» **Task input**
----

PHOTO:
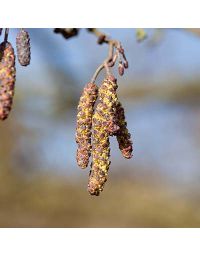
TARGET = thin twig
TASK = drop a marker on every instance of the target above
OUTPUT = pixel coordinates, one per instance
(112, 57)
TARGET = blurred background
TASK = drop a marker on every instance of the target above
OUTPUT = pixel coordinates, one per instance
(40, 183)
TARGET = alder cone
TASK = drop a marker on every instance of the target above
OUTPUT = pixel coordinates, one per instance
(123, 135)
(7, 78)
(23, 48)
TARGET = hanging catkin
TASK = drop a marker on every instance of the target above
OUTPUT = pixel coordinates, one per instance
(23, 47)
(84, 124)
(108, 96)
(104, 125)
(7, 78)
(100, 152)
(123, 136)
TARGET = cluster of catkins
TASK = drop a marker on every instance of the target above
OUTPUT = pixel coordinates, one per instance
(95, 124)
(8, 70)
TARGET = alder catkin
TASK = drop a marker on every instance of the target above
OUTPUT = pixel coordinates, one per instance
(84, 124)
(23, 48)
(123, 136)
(108, 96)
(7, 78)
(100, 152)
(104, 125)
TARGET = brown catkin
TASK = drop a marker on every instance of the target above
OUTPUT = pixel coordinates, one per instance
(84, 124)
(100, 152)
(123, 136)
(104, 125)
(23, 48)
(7, 78)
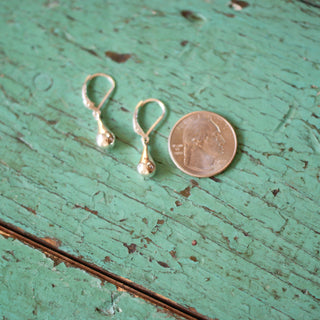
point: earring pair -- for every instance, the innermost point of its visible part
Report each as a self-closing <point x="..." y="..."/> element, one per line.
<point x="105" y="138"/>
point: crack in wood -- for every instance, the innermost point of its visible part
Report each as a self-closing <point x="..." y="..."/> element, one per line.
<point x="59" y="256"/>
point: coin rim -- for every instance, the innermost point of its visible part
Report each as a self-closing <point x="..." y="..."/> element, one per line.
<point x="202" y="175"/>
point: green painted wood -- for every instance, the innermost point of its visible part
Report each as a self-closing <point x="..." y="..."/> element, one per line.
<point x="35" y="287"/>
<point x="244" y="245"/>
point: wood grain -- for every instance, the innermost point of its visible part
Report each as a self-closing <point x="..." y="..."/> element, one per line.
<point x="256" y="226"/>
<point x="49" y="288"/>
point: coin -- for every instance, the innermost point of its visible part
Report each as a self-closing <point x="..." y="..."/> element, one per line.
<point x="202" y="144"/>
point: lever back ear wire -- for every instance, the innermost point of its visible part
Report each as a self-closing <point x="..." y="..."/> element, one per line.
<point x="105" y="138"/>
<point x="146" y="166"/>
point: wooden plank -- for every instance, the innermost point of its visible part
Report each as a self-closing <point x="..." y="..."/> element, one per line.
<point x="242" y="245"/>
<point x="33" y="286"/>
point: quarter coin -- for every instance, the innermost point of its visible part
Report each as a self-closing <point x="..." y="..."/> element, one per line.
<point x="202" y="144"/>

----

» **Job**
Return, word for word, each line from the line that contains "point: coin rim" to the end of the listing above; include both end lines and nothing else.

» **Task output**
point: coin rim -- for every instance, the innermost point of its visible part
Report each as a self-closing <point x="..." y="..."/> element, one per line.
<point x="202" y="175"/>
point: green painted wood -- for every instance, the innermost point of its visible part
Report each as a self-closing <point x="..." y="..."/> element, one per line.
<point x="35" y="287"/>
<point x="244" y="245"/>
point: wood grain -- for every instance, the innermost point of its visible part
Report each as a self-closing <point x="..." y="..."/> element, one per line.
<point x="256" y="226"/>
<point x="49" y="288"/>
point: coin -- for every instance, the innermost point of its visible part
Report each as a self-closing <point x="..." y="..."/> element, one per line.
<point x="202" y="144"/>
point: lever back ear wire -- for every instance, the innermost point of its visible part
Report each as a self-closing <point x="..." y="..."/> element, one per line.
<point x="105" y="138"/>
<point x="146" y="166"/>
point: wooden plank -- for every instance, the innermost point of its visible part
Report each as a self-closing <point x="..." y="..."/> element, one per line.
<point x="242" y="245"/>
<point x="33" y="286"/>
point: quarter coin -- for every instance, the innermost point of its visible part
Report each as a self-closing <point x="..." y="..."/> element, one per line.
<point x="202" y="144"/>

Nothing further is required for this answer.